Directions for this task: Where the word "seed" occurs in a line of the data, return the whole line.

(Saved entries)
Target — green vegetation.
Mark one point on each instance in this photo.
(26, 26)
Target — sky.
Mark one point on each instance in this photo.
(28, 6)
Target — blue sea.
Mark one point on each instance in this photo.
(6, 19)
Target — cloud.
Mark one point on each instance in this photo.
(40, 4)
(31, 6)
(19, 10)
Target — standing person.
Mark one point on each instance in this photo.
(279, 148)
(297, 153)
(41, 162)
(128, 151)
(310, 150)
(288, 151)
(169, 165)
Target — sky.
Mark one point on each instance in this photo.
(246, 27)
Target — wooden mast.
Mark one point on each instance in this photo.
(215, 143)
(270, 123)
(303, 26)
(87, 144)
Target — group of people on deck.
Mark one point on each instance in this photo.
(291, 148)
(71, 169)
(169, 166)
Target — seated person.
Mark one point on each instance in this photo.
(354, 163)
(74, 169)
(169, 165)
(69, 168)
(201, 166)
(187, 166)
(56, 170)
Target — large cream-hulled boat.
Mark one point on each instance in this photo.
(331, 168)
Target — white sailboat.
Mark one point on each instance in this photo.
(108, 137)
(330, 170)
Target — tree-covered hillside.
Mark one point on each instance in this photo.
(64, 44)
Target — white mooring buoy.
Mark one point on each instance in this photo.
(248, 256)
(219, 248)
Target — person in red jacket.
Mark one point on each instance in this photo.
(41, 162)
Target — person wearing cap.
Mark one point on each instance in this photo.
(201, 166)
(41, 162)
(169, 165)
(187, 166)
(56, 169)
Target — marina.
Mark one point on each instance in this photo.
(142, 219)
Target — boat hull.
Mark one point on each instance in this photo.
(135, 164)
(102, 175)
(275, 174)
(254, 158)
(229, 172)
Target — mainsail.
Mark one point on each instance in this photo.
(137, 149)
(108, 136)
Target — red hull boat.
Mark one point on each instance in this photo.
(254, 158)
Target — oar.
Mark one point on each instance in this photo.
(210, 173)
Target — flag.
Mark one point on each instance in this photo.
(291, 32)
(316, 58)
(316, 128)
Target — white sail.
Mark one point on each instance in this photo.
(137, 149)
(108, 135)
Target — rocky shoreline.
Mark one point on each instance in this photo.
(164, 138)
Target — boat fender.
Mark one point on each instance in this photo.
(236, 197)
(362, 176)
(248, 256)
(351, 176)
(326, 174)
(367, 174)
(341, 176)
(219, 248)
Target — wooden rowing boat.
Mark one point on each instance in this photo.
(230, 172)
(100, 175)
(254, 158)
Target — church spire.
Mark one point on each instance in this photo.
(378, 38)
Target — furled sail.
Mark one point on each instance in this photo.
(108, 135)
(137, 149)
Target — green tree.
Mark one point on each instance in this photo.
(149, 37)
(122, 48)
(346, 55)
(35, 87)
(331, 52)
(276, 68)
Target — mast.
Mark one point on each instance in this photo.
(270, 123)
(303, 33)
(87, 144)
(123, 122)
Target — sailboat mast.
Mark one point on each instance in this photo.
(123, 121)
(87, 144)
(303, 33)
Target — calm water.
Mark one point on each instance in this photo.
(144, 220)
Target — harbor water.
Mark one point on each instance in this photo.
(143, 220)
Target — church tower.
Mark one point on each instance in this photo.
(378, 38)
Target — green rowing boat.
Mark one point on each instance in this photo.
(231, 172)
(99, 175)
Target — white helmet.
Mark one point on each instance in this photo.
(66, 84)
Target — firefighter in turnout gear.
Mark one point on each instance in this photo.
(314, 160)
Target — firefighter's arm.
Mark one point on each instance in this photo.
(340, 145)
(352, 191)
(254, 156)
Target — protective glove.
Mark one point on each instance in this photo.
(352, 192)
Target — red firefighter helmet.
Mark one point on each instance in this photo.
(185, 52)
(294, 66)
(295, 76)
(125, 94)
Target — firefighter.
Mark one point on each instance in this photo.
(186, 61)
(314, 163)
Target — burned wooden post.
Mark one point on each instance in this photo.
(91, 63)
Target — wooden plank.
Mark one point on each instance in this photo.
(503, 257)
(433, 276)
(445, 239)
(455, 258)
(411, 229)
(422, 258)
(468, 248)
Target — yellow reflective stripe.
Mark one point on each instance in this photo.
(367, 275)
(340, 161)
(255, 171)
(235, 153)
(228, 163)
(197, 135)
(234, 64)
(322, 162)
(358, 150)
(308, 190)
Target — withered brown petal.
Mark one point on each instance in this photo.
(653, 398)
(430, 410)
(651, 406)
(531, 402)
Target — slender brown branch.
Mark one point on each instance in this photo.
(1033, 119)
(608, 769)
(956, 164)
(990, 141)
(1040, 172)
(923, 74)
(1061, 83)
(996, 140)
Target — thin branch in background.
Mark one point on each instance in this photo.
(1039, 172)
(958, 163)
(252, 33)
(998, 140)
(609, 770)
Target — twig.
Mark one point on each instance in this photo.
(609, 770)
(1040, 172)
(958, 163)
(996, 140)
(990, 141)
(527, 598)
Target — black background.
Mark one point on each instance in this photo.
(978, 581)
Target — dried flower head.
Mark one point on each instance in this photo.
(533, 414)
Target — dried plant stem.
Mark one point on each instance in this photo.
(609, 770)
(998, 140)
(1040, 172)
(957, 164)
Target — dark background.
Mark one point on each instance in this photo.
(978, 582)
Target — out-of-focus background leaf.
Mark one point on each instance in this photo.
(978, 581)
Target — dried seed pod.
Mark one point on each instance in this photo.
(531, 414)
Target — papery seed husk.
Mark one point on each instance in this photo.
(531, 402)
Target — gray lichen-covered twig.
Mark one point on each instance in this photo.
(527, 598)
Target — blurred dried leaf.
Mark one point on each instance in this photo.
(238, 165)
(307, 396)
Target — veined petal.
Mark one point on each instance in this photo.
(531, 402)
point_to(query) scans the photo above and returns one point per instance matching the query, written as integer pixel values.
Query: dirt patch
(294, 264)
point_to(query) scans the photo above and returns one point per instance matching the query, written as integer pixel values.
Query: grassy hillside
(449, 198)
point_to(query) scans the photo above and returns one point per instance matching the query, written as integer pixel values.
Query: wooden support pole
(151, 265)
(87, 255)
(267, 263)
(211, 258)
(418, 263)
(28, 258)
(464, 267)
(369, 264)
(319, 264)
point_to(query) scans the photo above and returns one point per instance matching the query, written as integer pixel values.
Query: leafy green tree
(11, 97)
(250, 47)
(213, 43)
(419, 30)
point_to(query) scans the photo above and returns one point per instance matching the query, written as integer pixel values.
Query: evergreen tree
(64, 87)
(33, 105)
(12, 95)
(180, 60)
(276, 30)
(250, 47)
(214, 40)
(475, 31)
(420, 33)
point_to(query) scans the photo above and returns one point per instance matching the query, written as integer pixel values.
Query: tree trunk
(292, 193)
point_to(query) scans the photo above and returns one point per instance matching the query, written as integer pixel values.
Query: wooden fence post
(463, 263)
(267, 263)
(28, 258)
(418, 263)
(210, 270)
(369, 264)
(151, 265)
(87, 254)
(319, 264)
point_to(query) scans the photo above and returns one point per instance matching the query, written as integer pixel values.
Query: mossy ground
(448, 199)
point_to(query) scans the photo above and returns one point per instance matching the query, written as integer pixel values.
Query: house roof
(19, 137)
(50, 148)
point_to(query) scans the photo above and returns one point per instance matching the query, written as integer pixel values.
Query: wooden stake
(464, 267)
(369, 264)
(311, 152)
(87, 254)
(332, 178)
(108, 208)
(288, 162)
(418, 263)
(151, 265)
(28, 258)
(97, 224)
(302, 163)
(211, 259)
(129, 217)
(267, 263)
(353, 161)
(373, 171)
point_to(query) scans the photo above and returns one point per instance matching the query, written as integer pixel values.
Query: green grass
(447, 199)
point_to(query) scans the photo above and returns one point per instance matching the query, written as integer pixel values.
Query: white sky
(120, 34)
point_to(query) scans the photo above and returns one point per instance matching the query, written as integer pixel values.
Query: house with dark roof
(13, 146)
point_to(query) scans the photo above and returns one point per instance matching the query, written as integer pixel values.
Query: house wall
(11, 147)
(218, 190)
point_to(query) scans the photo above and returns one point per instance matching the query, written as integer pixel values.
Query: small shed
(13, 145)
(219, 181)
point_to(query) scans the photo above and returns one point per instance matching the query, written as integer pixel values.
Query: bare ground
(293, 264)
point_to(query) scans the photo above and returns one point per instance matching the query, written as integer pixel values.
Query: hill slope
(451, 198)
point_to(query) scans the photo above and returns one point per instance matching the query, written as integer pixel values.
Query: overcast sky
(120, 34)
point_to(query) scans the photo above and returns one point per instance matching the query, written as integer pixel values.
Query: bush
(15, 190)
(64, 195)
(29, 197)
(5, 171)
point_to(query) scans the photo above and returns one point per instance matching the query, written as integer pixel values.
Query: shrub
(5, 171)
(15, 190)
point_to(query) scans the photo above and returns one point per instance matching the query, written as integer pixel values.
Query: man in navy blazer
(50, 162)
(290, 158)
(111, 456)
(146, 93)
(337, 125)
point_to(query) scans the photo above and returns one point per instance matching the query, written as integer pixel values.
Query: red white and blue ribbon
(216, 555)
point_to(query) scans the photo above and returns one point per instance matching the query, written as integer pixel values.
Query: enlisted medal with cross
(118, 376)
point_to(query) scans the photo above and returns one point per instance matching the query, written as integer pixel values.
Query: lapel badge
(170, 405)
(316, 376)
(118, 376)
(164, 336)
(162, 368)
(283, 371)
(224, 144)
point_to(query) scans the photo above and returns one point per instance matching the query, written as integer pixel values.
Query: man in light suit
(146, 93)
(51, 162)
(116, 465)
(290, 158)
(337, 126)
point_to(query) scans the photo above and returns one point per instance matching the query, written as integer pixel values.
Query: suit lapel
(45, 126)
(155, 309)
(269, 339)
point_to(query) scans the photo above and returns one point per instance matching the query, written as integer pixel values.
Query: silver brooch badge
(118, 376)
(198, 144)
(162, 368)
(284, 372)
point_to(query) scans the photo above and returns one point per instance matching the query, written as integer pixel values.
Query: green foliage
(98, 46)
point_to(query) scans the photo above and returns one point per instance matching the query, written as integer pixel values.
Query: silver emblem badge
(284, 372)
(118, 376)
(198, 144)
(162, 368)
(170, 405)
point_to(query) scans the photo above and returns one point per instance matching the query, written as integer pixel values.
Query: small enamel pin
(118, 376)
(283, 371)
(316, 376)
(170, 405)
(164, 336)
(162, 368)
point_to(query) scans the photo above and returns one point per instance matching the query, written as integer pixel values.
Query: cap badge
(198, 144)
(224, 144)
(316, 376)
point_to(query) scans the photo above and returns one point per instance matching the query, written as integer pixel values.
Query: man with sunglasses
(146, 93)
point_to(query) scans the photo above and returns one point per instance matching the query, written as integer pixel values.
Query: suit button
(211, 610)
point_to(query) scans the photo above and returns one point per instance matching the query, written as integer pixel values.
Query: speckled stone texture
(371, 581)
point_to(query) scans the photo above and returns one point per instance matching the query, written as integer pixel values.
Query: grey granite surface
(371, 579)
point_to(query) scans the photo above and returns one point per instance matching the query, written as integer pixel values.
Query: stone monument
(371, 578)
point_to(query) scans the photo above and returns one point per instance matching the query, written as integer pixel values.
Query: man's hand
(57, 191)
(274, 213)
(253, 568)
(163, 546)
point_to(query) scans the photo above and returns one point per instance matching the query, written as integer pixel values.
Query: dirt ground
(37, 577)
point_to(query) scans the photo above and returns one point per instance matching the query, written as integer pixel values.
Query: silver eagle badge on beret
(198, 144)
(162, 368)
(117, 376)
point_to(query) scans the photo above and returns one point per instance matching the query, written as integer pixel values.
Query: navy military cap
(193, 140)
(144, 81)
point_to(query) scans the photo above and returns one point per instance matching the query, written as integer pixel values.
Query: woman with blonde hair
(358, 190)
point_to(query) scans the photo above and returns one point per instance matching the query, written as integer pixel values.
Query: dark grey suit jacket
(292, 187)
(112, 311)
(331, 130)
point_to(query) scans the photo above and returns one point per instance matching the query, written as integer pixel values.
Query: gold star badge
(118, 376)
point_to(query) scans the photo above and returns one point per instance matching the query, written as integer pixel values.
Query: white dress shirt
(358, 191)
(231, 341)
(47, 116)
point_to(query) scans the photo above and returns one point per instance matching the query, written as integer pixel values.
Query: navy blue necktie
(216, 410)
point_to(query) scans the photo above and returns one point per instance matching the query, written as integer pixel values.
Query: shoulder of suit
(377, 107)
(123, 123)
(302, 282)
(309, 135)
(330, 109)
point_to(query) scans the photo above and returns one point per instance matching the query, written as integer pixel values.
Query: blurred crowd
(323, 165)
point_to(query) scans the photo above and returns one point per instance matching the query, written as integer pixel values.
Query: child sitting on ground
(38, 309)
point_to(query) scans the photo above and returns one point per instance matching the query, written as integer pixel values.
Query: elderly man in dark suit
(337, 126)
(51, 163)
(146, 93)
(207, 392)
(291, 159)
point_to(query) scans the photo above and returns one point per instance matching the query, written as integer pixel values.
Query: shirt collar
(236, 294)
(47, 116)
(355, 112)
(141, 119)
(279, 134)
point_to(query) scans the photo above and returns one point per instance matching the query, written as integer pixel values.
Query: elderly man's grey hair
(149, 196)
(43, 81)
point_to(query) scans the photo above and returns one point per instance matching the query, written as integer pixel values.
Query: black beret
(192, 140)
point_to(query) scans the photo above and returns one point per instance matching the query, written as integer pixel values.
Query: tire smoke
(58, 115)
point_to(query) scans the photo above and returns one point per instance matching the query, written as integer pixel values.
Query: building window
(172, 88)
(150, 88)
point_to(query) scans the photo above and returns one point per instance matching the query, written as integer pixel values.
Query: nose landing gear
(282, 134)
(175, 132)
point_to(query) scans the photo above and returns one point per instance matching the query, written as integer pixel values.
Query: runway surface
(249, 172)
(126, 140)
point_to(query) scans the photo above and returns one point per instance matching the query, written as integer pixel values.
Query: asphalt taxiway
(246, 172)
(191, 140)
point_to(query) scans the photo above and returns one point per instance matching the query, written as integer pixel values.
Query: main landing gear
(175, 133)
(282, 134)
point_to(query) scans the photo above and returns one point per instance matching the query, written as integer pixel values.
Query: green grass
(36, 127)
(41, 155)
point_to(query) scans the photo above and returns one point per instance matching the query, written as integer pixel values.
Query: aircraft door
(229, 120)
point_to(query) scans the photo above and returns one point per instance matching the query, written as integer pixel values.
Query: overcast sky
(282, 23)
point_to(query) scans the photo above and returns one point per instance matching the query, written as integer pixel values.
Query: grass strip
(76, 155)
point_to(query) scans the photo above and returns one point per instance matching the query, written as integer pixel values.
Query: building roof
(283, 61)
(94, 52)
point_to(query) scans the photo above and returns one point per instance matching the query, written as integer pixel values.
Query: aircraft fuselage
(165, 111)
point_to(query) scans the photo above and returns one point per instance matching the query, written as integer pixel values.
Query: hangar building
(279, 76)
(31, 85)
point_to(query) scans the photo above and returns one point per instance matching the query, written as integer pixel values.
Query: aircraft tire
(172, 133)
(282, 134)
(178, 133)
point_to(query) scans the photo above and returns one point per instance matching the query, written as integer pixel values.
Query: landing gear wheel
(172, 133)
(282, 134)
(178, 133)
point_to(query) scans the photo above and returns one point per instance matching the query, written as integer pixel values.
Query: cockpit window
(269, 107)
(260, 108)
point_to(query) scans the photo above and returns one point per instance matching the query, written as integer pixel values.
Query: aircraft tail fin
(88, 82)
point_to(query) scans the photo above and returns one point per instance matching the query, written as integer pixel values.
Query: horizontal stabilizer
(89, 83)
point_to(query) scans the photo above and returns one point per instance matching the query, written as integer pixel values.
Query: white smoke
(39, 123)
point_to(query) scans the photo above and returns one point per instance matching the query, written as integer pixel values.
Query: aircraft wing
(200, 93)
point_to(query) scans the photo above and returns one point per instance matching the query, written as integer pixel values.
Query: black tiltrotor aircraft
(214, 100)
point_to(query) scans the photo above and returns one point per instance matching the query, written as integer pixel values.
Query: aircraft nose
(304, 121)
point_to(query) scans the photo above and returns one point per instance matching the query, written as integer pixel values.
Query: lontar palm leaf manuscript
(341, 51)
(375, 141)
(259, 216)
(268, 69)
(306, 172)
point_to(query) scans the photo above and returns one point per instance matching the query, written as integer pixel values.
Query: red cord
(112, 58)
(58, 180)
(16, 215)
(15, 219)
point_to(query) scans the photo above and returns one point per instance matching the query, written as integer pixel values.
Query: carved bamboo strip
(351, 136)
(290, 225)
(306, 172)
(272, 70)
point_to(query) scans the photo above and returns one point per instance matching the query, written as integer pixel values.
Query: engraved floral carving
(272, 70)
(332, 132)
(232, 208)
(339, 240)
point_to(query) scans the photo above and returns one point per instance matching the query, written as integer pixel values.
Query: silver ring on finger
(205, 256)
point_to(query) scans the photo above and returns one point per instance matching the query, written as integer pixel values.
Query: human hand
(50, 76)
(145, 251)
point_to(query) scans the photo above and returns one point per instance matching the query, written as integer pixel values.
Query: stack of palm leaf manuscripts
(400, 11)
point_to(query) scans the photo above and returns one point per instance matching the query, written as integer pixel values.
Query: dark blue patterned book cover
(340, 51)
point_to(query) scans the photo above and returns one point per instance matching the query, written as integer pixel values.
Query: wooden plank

Task solution:
Target — dried seed pod.
Target — papery seed husk.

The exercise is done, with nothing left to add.